[Tasks and exercises]:
**a)** In the passage on hoovering below, what is a person's character compared to?
**b)** Decide whether each statement agrees with the passage on hoovering below. Answer yes or no for each, quoting the words from the passage that settle it.
(i) The passage suggests waiting a year to judge whether someone has changed.
(ii) The passage recommends giving up healthy activities elsewhere during a hoover.
(iii) The passage holds that people who hoover are always consciously lying.
**c)** Carry on the passage on hoovering below, picking up after its final sentence.

[Given passage]:
[Start of section]

The mistake in that logic is that it assumes that it can't be both. Many abusers and personality-disordered people really are sincere and really are trying when they also are hoovering. People who are hoovering you may not be consciously trying to manipulate you or deceive you. They may sincerely be trying, even hoping, to make it "better this time". They may not be consciously lying when they make promises of change and put them into practice. They may be so convincing because they are so convinced. 
You are going to have to be like the adult in a parent-child relationship, who listens to their child's black-and-white promises of great expectations or of "I'll never talk to him/her again" and says "Hmm, we'll wait and see". 
If you're not sure if you're being hoovered you should wait and see. Take the long-term view. A person's character is like an average of their behaviors over their lifetime. People can and do make positive changes in their lives sometimes, deciding to change their behavior for the better. Wait a year and see. 
Coping with Hoovering: 
If somebody who has been treating you abusively starts to treat you well, there's no harm in letting them knock themselves out and give yourself a break, but you must be careful not to take the bait to erode your boundaries, settle for less than you deserve, stop doing things that are healthy for you or stop exercising your own independence. 
What NOT to do: 
Don't change any of your boundaries or allow them to be broken during a hoover. 
Don't relax or give up on any consequences of previous poor decisions for the abuser. 
Don't stop any healthy activities or relationships you may be engaged in elsewhere. 
Don't assume the hoover will last forever. 
Don't use a hoover to bargain for a better life. You are setting up the abuser to break a promise and setting yourself up for a disappointment. 
What TO do: 
Remember that mood swings are a normal part of a number of personality disorders and that what goes up must come down. 
Accept that highs and lows are a part of everyone's emotional life and that, for a personality-disordered person, those may be more intense and lead swings in behavior.

[End of section]

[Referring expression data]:
[Start of section]

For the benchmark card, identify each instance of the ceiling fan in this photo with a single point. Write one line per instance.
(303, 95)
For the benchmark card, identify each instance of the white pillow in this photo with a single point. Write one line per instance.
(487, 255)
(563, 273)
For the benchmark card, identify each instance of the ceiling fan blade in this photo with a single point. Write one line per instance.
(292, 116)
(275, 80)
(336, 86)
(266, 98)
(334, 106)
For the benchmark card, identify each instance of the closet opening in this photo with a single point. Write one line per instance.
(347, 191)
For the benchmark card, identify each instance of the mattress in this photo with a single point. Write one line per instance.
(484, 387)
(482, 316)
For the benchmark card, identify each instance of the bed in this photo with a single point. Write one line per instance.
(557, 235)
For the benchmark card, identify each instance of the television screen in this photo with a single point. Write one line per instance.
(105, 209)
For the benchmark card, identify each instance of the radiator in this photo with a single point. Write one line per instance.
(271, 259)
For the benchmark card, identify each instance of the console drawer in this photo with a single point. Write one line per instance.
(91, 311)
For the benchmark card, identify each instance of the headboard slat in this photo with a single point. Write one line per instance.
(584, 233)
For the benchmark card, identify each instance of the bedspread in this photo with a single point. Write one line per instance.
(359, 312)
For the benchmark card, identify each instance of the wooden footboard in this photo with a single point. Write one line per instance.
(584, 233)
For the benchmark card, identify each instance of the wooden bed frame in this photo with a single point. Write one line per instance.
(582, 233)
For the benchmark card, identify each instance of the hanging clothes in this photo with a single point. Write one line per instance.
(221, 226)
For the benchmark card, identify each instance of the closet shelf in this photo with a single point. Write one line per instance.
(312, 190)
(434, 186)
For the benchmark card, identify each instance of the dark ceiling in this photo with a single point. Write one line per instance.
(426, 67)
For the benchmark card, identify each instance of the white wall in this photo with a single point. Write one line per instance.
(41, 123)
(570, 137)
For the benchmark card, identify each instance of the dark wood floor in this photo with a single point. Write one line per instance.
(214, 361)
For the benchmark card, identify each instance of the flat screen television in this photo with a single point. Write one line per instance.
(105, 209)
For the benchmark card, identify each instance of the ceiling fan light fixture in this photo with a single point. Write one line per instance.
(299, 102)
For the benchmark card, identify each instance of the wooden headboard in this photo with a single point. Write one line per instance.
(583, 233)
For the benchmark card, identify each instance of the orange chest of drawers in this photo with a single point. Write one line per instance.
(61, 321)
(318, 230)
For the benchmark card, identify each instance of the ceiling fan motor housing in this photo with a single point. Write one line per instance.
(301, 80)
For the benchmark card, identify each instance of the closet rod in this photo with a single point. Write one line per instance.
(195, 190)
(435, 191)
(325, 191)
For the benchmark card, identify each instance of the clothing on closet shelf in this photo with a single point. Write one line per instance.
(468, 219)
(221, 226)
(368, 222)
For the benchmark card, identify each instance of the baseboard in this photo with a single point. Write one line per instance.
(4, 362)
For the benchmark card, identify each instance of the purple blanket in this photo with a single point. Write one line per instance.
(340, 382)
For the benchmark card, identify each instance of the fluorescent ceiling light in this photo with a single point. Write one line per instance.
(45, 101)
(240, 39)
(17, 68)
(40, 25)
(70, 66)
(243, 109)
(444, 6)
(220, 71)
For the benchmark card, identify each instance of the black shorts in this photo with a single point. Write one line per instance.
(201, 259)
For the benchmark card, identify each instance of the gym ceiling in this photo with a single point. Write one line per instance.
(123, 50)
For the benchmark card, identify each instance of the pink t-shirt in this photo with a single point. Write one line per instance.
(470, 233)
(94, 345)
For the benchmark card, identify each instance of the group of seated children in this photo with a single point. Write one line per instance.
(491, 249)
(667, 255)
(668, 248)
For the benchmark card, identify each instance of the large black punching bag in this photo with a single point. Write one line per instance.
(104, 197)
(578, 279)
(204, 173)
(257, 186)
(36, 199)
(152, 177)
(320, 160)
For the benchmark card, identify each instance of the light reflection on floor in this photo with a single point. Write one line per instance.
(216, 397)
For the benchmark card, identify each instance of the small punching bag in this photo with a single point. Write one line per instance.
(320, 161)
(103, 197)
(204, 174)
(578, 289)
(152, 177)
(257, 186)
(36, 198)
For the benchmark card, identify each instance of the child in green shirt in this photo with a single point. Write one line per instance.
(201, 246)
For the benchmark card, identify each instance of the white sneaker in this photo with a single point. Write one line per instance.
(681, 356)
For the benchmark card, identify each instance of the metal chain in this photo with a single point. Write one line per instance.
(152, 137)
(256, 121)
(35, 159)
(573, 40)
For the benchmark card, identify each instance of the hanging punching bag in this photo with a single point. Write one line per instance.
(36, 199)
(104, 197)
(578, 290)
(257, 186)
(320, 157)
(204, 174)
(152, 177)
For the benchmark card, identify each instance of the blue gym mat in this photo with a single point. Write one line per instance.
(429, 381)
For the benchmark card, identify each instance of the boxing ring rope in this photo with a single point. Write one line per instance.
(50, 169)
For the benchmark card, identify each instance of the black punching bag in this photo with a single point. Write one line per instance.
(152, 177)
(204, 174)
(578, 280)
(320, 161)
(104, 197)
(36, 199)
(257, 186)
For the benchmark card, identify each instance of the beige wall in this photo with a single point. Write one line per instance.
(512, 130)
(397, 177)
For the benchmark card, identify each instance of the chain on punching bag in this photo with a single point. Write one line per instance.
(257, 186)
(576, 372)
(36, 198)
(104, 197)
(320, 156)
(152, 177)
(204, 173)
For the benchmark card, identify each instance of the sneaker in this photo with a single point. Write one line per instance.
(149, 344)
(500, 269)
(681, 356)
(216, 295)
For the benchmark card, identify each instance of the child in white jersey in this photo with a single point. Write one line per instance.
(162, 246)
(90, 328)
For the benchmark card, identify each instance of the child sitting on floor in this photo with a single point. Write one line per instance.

[End of section]

[Answers below]:
**a)** An average of their behaviors over their lifetime.

**b)**
(i) Yes: "Wait a year and see."
(ii) No: "Don't stop any healthy activities or relationships you may be engaged in elsewhere."
(iii) No: "They may not be consciously lying when they make promises of change and put them into practice."

**c)**
Maintain all your healthy lifestyle habits and relationships with others. 
Take the long-term view. Wait a year. 
Get yourself off the roller coaster. Position yourself so that your safety and happiness isn't dependent on a personality-disordered person's mood. 

Source:
Out of the FOG - Hoovers and Hoovering


----------



## Acabado (May 13, 2012)

What is Hoovering? 
Think of a big old vacumn cleaner gliding along the carpet making a LOT of noise coming your way with promises that it will clean up the mess and make everything "right". 
Hoovering is when the abuser wants to "suck" you back in to the abuser's "game". This means that the abuser needs some more of what we call "narcissistic source" or attention. This can be negative or positive attention. 
An abuser will use many different kinds of hoovering attempts. 
Some examples of hoovering include: 
1. Health issues. The abuser will need you to help them out because they are having health issues. 
2. Promises of change. They say they will go to therapy. They will do "anything" to make you happy. False, empty promises they are, but the abuser can seem to be convincing and serious about it. 
3. Fianacial issues. The abuser contacts you and says that he will lose everything if you don't give him money. It is always a crisis. 
4. The abuser will show up at club meetings, school activities, events, etc where you attend and will begin to give you meaningful looks or try to speak with you. 
5. Calls, Texts, E mails. You will boot up your computere one day to find you are once again being "love bombed" by e mail. Or by texts on your phone. This is why you have to block them from being able to contact you in any way.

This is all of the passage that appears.